Line by line, output the data that follows exactly as written.

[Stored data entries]
——
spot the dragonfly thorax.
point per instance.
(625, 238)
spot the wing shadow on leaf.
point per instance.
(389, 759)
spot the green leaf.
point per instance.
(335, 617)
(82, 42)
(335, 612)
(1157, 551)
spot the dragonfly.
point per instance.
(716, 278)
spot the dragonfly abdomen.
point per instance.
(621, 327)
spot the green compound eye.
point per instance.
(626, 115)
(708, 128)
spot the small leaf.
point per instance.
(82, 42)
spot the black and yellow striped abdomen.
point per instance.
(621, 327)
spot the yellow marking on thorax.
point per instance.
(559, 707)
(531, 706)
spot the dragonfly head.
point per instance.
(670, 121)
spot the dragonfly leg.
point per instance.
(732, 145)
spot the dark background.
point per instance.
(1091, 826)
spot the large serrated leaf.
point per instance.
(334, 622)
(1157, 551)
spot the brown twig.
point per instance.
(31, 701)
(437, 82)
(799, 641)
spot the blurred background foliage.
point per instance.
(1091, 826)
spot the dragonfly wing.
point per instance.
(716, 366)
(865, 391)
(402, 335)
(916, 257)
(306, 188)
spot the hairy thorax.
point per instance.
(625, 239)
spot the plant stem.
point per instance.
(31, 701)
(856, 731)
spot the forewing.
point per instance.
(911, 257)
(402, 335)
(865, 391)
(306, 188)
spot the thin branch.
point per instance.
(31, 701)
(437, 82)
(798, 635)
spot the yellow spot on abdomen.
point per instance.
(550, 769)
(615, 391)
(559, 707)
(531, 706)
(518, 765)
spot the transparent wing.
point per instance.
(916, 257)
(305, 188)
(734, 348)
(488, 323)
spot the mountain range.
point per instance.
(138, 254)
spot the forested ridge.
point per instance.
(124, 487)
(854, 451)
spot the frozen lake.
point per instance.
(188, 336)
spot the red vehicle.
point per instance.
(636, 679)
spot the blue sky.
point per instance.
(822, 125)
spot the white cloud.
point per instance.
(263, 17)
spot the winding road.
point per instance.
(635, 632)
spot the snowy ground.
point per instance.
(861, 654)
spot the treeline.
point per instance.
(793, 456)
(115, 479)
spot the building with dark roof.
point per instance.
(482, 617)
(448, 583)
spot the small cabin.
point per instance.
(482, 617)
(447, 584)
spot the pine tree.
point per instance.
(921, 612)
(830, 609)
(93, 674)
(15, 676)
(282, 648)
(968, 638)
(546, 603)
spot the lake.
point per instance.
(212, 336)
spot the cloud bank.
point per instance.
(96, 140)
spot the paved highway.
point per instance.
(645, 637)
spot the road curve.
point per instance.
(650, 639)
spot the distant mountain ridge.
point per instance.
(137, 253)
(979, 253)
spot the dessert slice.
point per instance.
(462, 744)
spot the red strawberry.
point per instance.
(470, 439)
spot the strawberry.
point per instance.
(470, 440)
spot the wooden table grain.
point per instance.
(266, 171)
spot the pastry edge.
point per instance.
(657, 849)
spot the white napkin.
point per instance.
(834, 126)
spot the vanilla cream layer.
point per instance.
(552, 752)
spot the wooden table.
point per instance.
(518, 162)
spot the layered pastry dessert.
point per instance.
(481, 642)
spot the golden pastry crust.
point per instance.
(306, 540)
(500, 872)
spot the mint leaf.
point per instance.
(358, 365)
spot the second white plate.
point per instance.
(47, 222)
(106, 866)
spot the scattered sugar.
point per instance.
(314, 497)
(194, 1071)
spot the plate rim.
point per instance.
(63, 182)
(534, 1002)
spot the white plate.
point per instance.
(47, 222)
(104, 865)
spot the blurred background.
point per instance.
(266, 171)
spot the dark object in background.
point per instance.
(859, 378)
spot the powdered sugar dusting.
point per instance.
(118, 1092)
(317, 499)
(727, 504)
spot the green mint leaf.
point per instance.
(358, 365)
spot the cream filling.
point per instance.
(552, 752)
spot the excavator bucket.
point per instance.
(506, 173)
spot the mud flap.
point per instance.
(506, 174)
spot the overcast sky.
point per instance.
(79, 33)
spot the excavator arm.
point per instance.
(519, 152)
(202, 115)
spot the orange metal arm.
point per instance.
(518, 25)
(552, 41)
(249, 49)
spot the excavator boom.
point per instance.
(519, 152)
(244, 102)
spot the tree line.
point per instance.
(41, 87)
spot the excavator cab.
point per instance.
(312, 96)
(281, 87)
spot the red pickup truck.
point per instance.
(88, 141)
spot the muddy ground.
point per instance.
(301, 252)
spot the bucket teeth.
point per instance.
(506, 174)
——
» RESULT FOR THIS TASK:
spot the dragonfly thorax.
point per instance.
(625, 238)
spot the wing shadow on leaf.
point per instance.
(389, 759)
spot the green leaf.
point per instance.
(335, 617)
(82, 42)
(335, 612)
(1157, 551)
spot the dragonfly.
point per instance.
(716, 278)
spot the dragonfly abdomen.
point per instance.
(621, 327)
spot the green compound eye.
point per instance.
(626, 115)
(708, 128)
spot the small leaf.
point per instance.
(82, 42)
spot the black and yellow striped abdomen.
point per instance.
(621, 327)
spot the yellow marking on thorax.
point per instance.
(559, 707)
(531, 706)
spot the dragonfly head.
point per instance.
(670, 121)
spot the dragonfly leg.
point per instance.
(732, 145)
spot the dark background.
point per instance.
(1091, 826)
spot the large serrated leaf.
point per instance.
(334, 622)
(1157, 551)
spot the brown twig.
point per instance.
(31, 701)
(437, 82)
(799, 641)
spot the blurred background foliage.
point per instance.
(1091, 826)
spot the dragonfly wing.
point per instance.
(716, 366)
(865, 391)
(402, 335)
(916, 257)
(306, 188)
spot the hairy thorax.
point per instance.
(625, 239)
spot the plant stem.
point per instance.
(31, 701)
(856, 731)
spot the forewing.
point per instance.
(911, 257)
(402, 335)
(865, 391)
(306, 188)
spot the thin branch.
point per instance.
(31, 701)
(437, 82)
(798, 635)
spot the yellow spot on abdomen.
point per instance.
(550, 769)
(615, 391)
(559, 707)
(531, 706)
(518, 765)
spot the transparent wing.
point per instance.
(916, 257)
(305, 188)
(734, 348)
(488, 323)
spot the mountain range.
point per instance.
(138, 254)
spot the forested ridge.
point per instance.
(124, 487)
(854, 451)
spot the frozen lake.
point per instance.
(188, 336)
spot the red vehicle.
point per instance.
(636, 679)
spot the blue sky.
point per instance.
(822, 125)
spot the white cloud.
point per instance.
(263, 17)
spot the winding road.
point per instance.
(635, 632)
spot the snowy ground.
point per instance.
(861, 654)
spot the treeline.
point per instance.
(793, 456)
(115, 479)
spot the building with dark roof.
point per instance.
(482, 617)
(448, 583)
spot the small cabin.
point per instance.
(482, 617)
(447, 584)
spot the pine tree.
point per instance.
(921, 612)
(830, 609)
(93, 674)
(15, 676)
(282, 648)
(968, 638)
(546, 603)
spot the lake.
point per instance.
(212, 336)
spot the cloud bank.
point per instance.
(96, 140)
spot the paved highway.
point per instance.
(645, 637)
spot the road curve.
point per instance.
(650, 639)
spot the distant mountain ridge.
point per instance.
(137, 253)
(979, 253)
spot the dessert slice.
point per instance.
(462, 744)
spot the red strawberry.
point per instance.
(470, 439)
spot the strawberry.
point per instance.
(470, 440)
spot the wooden table grain.
point per instance.
(266, 171)
spot the pastry edge.
point per instance.
(657, 849)
spot the white napkin.
point per instance.
(834, 126)
spot the vanilla cream layer.
point per instance.
(552, 752)
spot the wooden table.
point per instance.
(518, 162)
spot the layered pastry dessert.
point per instance.
(481, 642)
spot the golden pastry crust.
point per instance.
(306, 540)
(500, 872)
spot the mint leaf.
point per instance.
(358, 365)
spot the second white plate.
point per instance.
(47, 222)
(106, 866)
spot the scattered sugar.
point per instance.
(314, 497)
(194, 1071)
spot the plate rim.
point per instance.
(63, 182)
(534, 1002)
spot the white plate.
point per instance.
(47, 222)
(104, 865)
spot the blurred background.
point per instance.
(266, 171)
spot the dark object in background.
point per instance.
(859, 378)
spot the powdered sugar dusting.
point per instance.
(118, 1092)
(317, 499)
(727, 504)
spot the green mint leaf.
point per instance.
(358, 365)
spot the cream filling.
point per instance.
(552, 752)
spot the excavator bucket.
point per instance.
(506, 173)
spot the mud flap.
point per instance.
(506, 174)
spot the overcast sky.
point per instance.
(79, 33)
spot the excavator arm.
point per instance.
(519, 152)
(202, 115)
spot the orange metal arm.
point per instance.
(518, 25)
(552, 41)
(249, 49)
spot the excavator boom.
point per instance.
(519, 152)
(244, 102)
spot the tree line.
point per instance.
(41, 87)
spot the excavator cab.
point per instance.
(312, 96)
(281, 87)
spot the red pickup truck.
point per instance.
(88, 141)
spot the muddy ground.
point per instance.
(301, 252)
spot the bucket teeth.
point per instance.
(506, 174)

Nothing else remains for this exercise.